Try it: In the passage on propensity score matching, swap "random forest" for "gradient boosting" and write out the portion that begins at the words "By adjusting the" and stops after "and random forest.".

In most research data, the control group is generally easier to obtain than the treatment group. Therefore, several patients in the control group may be matched for one treatment group patient, which is the matching ratio. This value can be increased to 1:5 by increasing it from the standard 1:1 which helps to strengthen the power of statistics after matching. However, taking a very large value of the matching ratio (e.g., a value greater than 1:10) rarely results in a clear gain compared to the recommended level (1:3 to 1:5).
By adjusting the above parameters, it is possible to balance SMD and the number of final patients. Nevertheless, if researchers are not satisfied with the results, they can try again from scratch by changing the way they calculate the propensity score. This can be not only a logistic model, but also be chosen from all other regression and machine learning models, including general additive model and random forest.

Extracted records:
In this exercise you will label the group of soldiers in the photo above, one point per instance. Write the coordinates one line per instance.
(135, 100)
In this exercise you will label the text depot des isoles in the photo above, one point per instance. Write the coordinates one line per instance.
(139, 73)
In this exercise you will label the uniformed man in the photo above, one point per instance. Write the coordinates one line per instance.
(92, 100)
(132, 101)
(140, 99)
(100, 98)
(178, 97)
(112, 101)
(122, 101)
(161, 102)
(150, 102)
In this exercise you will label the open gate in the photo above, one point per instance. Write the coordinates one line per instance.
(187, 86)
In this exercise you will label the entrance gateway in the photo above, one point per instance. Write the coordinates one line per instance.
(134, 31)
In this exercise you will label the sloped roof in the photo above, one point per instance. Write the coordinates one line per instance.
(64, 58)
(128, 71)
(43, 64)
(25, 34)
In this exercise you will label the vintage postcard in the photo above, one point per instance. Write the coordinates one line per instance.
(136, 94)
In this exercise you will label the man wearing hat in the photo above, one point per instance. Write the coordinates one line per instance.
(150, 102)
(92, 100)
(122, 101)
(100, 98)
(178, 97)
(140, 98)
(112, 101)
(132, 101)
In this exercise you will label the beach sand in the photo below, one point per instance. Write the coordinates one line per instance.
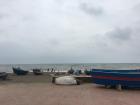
(38, 90)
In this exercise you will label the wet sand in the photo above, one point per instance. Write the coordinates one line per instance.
(38, 90)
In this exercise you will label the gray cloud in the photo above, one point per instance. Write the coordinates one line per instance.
(120, 34)
(91, 10)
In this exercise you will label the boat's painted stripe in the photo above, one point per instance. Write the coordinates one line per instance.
(117, 78)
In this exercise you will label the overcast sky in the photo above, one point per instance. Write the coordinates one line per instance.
(69, 31)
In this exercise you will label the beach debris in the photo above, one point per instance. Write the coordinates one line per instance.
(37, 71)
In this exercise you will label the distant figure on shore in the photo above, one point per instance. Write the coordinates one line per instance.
(52, 70)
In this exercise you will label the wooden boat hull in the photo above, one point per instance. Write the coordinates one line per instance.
(3, 75)
(128, 78)
(19, 71)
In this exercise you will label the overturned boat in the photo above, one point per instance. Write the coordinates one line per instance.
(19, 71)
(123, 78)
(3, 75)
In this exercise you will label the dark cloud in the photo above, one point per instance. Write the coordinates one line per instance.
(91, 10)
(120, 34)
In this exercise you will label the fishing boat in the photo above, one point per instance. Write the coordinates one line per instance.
(123, 78)
(37, 71)
(3, 75)
(19, 71)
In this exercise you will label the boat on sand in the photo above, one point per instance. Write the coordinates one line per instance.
(19, 71)
(121, 78)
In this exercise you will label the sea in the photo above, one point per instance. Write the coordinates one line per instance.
(65, 67)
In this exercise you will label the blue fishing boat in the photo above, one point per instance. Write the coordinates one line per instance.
(124, 78)
(19, 71)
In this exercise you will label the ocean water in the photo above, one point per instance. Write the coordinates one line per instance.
(66, 67)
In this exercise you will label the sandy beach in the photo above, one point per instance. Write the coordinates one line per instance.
(35, 90)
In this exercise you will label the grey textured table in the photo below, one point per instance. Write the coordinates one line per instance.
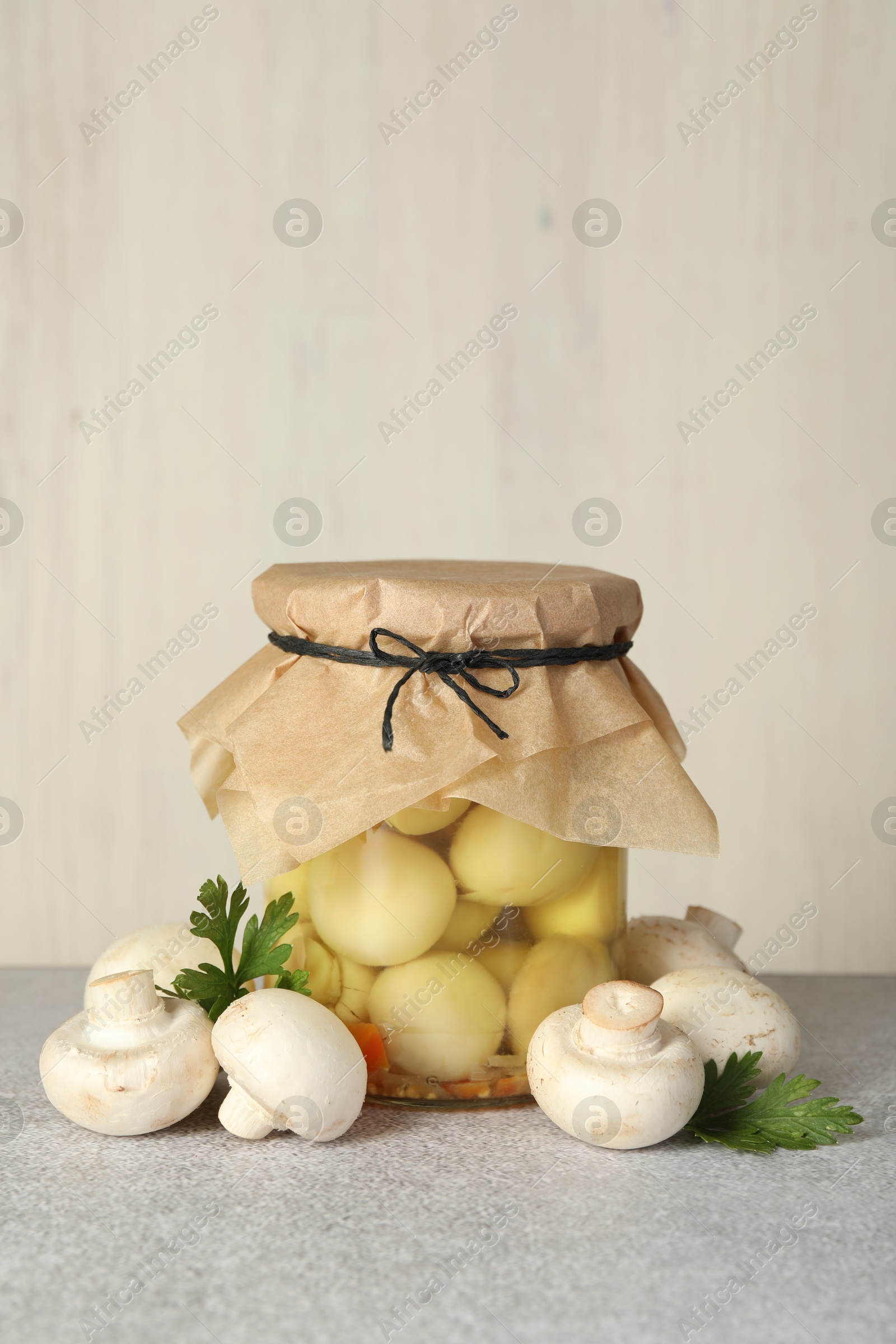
(323, 1242)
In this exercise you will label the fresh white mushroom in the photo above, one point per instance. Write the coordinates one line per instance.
(291, 1063)
(469, 922)
(594, 908)
(499, 861)
(612, 1072)
(660, 944)
(381, 898)
(558, 971)
(723, 929)
(166, 949)
(723, 1010)
(422, 822)
(130, 1062)
(440, 1016)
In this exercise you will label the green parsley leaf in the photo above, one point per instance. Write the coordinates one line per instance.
(772, 1120)
(216, 988)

Output of the task:
By adjusting the above parameters, it is possible to balance SMD and the number of final patients. Nevertheless, if researchers are not satisfied with the results, they can try again from scratch by changing the way they calculate the propensity score. This can be not only a logistic model, but also be chosen from all other regression and machine learning models, including general additive model and gradient boosting.